_Work required_
For the string "below", find every matching line in the records and copy it.

_Natural-language object grounding data_
★ ★ ★ ★

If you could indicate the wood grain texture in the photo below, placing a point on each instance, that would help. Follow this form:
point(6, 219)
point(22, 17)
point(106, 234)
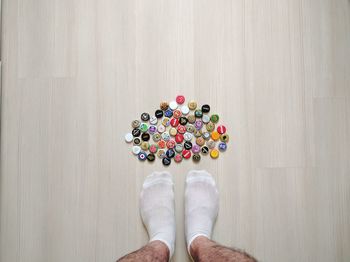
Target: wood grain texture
point(75, 73)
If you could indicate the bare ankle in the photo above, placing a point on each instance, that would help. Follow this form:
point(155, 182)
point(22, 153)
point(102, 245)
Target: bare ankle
point(161, 248)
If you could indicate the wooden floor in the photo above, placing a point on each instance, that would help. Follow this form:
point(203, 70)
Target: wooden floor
point(75, 73)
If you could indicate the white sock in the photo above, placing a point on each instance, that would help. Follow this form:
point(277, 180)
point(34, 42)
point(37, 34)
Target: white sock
point(201, 205)
point(157, 208)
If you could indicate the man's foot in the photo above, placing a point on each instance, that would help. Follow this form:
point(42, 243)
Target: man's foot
point(157, 208)
point(201, 205)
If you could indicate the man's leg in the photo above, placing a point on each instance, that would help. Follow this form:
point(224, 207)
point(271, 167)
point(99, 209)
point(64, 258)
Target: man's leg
point(157, 210)
point(153, 251)
point(201, 210)
point(203, 249)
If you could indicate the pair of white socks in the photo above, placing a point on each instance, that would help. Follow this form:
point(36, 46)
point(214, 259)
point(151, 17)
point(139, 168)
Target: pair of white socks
point(157, 207)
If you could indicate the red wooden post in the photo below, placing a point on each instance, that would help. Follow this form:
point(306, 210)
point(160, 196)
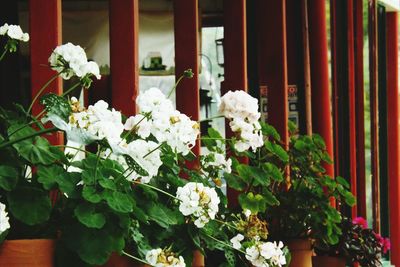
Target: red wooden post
point(373, 80)
point(186, 26)
point(235, 59)
point(321, 101)
point(45, 35)
point(351, 97)
point(271, 16)
point(359, 106)
point(393, 105)
point(124, 23)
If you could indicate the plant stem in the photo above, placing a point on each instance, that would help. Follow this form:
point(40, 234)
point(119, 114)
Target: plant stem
point(11, 142)
point(176, 84)
point(156, 189)
point(212, 118)
point(41, 91)
point(3, 54)
point(71, 89)
point(153, 150)
point(225, 244)
point(135, 258)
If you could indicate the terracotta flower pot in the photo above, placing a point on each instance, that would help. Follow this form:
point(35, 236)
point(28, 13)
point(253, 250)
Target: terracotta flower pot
point(301, 252)
point(328, 261)
point(29, 252)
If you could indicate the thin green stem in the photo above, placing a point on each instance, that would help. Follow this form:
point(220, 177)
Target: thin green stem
point(41, 91)
point(11, 142)
point(174, 87)
point(71, 89)
point(3, 54)
point(153, 150)
point(225, 244)
point(212, 118)
point(227, 224)
point(156, 189)
point(135, 258)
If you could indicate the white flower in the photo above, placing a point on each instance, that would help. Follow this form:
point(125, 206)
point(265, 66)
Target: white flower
point(239, 104)
point(198, 201)
point(4, 29)
point(160, 258)
point(70, 60)
point(141, 123)
point(90, 68)
point(166, 124)
point(4, 223)
point(236, 241)
point(264, 254)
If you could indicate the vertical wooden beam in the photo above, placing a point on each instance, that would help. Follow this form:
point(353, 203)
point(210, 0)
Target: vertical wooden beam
point(124, 23)
point(359, 106)
point(273, 62)
point(45, 35)
point(393, 105)
point(235, 59)
point(373, 80)
point(186, 26)
point(351, 100)
point(321, 100)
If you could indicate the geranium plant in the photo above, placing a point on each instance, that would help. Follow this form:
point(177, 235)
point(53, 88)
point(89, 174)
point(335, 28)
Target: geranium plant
point(125, 195)
point(357, 244)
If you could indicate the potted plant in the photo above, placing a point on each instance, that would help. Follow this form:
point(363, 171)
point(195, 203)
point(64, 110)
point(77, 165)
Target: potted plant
point(287, 187)
point(357, 244)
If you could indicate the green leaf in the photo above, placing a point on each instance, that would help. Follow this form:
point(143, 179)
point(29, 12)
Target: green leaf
point(119, 202)
point(343, 182)
point(235, 182)
point(8, 177)
point(273, 171)
point(162, 215)
point(86, 214)
point(254, 203)
point(56, 105)
point(29, 205)
point(248, 173)
point(269, 130)
point(277, 150)
point(47, 175)
point(90, 194)
point(135, 166)
point(38, 152)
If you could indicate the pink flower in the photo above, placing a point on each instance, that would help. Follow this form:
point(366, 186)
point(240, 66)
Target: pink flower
point(361, 221)
point(386, 245)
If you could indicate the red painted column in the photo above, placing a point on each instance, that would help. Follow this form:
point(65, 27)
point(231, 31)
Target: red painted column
point(186, 26)
point(359, 106)
point(351, 97)
point(235, 60)
point(45, 35)
point(124, 23)
point(392, 31)
point(321, 100)
point(272, 64)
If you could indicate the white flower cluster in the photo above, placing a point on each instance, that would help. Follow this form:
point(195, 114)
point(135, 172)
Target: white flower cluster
point(266, 254)
point(165, 123)
point(145, 153)
point(98, 122)
point(70, 60)
point(242, 110)
point(160, 258)
point(4, 223)
point(14, 32)
point(214, 163)
point(199, 201)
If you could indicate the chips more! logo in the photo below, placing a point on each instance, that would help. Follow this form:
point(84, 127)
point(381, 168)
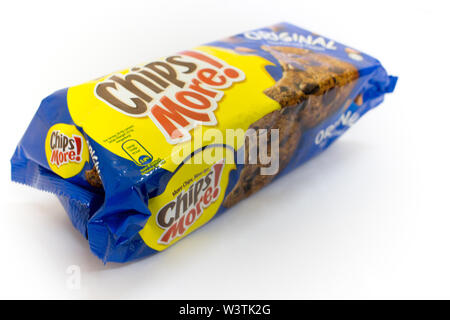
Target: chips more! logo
point(178, 215)
point(65, 150)
point(178, 93)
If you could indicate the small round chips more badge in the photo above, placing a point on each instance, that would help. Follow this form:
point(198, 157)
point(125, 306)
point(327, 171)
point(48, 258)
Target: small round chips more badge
point(66, 150)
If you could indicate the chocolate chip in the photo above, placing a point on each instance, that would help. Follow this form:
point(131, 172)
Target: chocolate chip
point(309, 88)
point(329, 96)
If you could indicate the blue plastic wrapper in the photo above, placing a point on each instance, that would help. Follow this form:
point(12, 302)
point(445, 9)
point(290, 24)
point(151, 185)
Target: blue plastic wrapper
point(141, 158)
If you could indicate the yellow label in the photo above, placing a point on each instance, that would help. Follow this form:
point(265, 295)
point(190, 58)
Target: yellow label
point(191, 198)
point(66, 150)
point(151, 114)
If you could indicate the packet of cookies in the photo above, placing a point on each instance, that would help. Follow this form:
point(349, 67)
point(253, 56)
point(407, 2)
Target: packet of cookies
point(142, 157)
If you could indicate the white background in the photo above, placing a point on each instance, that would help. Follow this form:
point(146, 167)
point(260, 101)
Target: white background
point(369, 218)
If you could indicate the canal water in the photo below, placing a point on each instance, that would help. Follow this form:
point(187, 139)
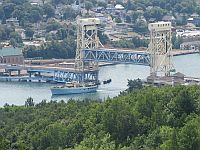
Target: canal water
point(16, 93)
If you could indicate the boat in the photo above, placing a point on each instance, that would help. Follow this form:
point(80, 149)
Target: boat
point(74, 88)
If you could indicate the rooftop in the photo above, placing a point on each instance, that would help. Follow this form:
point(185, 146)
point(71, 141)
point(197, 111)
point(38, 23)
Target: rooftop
point(10, 51)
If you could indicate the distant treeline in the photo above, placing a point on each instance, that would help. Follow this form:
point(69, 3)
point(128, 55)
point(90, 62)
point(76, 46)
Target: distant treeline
point(166, 118)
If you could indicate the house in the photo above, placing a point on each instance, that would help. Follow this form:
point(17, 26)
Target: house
point(195, 21)
point(11, 55)
point(12, 22)
point(169, 18)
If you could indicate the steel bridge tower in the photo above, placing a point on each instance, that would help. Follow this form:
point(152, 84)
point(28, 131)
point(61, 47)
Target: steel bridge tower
point(86, 39)
point(160, 48)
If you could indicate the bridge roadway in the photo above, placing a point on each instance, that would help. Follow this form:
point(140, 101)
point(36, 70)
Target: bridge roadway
point(117, 56)
point(63, 74)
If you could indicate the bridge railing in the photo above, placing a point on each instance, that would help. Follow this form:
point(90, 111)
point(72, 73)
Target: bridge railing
point(114, 56)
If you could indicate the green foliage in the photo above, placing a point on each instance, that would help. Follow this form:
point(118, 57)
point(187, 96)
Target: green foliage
point(166, 118)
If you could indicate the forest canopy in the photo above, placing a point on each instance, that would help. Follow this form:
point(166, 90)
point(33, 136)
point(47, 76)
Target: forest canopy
point(165, 118)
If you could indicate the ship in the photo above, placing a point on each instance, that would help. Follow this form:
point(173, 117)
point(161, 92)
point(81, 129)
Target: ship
point(74, 88)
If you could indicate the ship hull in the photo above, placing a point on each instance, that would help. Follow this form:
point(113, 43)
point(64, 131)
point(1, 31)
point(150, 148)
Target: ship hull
point(79, 90)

★ ★ ★ ★

_Task result_
If you could indicate the wood grain texture in the photo below, placing a point on each instance, that would help. Follow this form:
If you could indicate the red wooden post in the photo below, placing a point on each instance, that would help. Follow this form:
If you could indicate the chips more! logo in the photo below, placing a point on each instance, that would help. Follow this form:
If you could indicate the canal water in the photo below, placing a point on each instance, that would help. Follow this form:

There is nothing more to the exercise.